- _Document text_:
Purpose
The purpose of this page is document how to enable basic CPU thermal management on Renesas platforms (RCar-H2 being the primary target) in a generic way.
DISCLAIMER
FOR ILLUSTRATIVE PURPOSE ONLY!!! DVFS & thermal management parameters (trip points, CPU OPPs, policy) are all empirical and not optimized. Platform stability and reliability may not be guaranteed.
Known bugs/limitations
As H2 silicon characterization data are not available, all CPU OPPs use the same voltage. Only the CPU frequency is scaled, hence limiting thermal management efficiency.
We tried to also enable voltage scaling (defining empirical supply voltages). However, even if there was no error detected from SW side, the supply voltage did not physically change. We tracked the I2C data written to the chip registers and it looked coherent (a data byte was updated following voltage formula “300mV + 10mV*step”). As we couldn't get the DA9210 datasheet (including register map) in time to analyze registers configuration and so we couldn't debug it further.
How To
Upstream, H2 kernel already includes temperature sensor driver, but no thermal policy and cpufreq driver.
(Optional) Add device tree ethernet support (to support bootp)
-
-
-
Fix clock frequency change using kick bit
-
Add CPUFreq support (originated by Guennadi Liakhovetski and updated with Device Tree support)
-
-
-
-
Add missing clock handling to rcar-thermal driver when using device tree (temporarily HACK until DT support fixed]
(Optional) Minor updates to rcar-thermal driver
-
-
Register cpufreq cooling device, add passive trip point and bind it to thermal zone 0.
-
(Optional) Boot all H2 8 cores (4*C-A15 + 4*C-A7)
-
-
Enable multicluster operation on the kernel command using “apmu=multicluster”
All these changes are available in this branch, and with additional debug traces in this branch.
Results
Temperature sensor and CPU0 clock frequency were traced against time in 3 different scenarios:
No Thermal Management, CPU Fan ON
No Thermal Management, CPU Fan OFF
Prototype Thermal Management Enabled, CPU Fan OFF
With the following conditions:
The 4 C-A15 CPU cores were loaded using cpuloadgen tool, which sources can be found here.

- _Stored rows_:

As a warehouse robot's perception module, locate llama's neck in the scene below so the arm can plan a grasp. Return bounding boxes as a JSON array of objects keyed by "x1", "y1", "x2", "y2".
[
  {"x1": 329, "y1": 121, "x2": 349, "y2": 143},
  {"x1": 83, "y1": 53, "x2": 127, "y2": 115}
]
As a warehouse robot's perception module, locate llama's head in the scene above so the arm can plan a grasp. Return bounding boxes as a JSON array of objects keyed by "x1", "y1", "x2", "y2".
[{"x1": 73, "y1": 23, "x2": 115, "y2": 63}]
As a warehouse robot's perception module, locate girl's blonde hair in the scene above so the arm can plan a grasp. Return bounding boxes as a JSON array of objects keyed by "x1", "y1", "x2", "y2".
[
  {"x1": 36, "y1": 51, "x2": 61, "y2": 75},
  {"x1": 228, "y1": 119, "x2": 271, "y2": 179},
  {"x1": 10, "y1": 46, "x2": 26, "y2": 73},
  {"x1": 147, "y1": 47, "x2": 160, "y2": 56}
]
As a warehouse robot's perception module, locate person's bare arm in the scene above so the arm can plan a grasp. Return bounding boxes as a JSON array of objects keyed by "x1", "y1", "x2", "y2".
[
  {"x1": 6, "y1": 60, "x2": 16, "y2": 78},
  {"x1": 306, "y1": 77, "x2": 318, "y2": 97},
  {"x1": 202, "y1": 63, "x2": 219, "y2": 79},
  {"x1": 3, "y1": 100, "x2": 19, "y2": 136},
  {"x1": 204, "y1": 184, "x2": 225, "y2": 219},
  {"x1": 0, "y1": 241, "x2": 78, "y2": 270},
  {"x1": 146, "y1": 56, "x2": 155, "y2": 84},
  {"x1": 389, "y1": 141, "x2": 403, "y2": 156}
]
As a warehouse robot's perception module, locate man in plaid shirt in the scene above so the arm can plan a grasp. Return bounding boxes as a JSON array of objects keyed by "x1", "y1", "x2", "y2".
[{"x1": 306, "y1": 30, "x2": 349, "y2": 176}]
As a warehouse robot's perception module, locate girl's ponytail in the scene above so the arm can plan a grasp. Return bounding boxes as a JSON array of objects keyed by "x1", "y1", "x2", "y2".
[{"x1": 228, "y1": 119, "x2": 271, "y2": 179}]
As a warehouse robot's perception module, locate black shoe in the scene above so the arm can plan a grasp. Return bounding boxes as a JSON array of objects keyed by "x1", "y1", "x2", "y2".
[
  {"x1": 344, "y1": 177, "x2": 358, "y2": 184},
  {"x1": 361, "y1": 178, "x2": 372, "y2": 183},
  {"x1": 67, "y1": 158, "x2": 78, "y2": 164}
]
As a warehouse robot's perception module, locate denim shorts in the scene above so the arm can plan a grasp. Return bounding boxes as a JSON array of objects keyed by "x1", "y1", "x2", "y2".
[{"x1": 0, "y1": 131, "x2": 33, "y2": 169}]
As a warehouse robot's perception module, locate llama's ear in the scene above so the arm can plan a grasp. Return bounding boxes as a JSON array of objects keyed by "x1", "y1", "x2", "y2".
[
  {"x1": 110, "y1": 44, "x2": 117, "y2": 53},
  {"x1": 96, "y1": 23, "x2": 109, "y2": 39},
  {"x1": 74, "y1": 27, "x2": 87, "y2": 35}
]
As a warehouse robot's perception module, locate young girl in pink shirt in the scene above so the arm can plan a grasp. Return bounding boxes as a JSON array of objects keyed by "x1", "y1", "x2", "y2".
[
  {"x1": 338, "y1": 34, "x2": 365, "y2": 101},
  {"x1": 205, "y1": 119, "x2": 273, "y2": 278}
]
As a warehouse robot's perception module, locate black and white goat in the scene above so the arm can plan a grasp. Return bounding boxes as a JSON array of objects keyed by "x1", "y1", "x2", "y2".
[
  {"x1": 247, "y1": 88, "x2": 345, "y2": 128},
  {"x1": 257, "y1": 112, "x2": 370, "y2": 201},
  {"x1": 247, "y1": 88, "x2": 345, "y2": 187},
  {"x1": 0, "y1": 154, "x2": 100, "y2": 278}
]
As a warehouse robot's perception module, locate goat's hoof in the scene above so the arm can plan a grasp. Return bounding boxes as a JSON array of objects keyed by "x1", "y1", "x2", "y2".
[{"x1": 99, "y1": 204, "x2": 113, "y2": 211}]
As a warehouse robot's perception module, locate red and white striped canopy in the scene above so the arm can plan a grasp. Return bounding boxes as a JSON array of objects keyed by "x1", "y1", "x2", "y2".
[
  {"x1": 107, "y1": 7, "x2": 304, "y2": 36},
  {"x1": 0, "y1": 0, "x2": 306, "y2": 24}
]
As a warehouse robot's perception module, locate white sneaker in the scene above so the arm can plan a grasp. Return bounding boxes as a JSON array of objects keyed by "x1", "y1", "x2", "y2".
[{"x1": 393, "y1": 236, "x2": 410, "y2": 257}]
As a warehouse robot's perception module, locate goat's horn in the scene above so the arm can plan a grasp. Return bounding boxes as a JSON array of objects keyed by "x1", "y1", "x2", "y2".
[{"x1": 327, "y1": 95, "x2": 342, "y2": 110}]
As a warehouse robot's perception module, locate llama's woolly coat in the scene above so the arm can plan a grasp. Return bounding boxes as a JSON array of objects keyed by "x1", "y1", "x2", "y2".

- _Problems to work on_:
**A.** According to the thermal management page, what voltage formula did the updated data byte follow?
**B.** Duplicate the thermal management page from "We tried to" to "Device Tree support)", inclusive.
**C.** List every scenario in which the thermal management page says the temperature sensor and CPU0 clock frequency were traced.
The rows are separate material, unrelated to the thermal management page.

- _Solutions below_:
**A.** “300mV + 10mV*step”

**B.**
We tried to also enable voltage scaling (defining empirical supply voltages). However, even if there was no error detected from SW side, the supply voltage did not physically change. We tracked the I2C data written to the chip registers and it looked coherent (a data byte was updated following voltage formula “300mV + 10mV*step”). As we couldn't get the DA9210 datasheet (including register map) in time to analyze registers configuration and so we couldn't debug it further.
How To
Upstream, H2 kernel already includes temperature sensor driver, but no thermal policy and cpufreq driver.
(Optional) Add device tree ethernet support (to support bootp)
-
-
-
Fix clock frequency change using kick bit
-
Add CPUFreq support (originated by Guennadi Liakhovetski and updated with Device Tree support)

**C.**
- No Thermal Management, CPU Fan ON
- No Thermal Management, CPU Fan OFF
- Prototype Thermal Management Enabled, CPU Fan OFF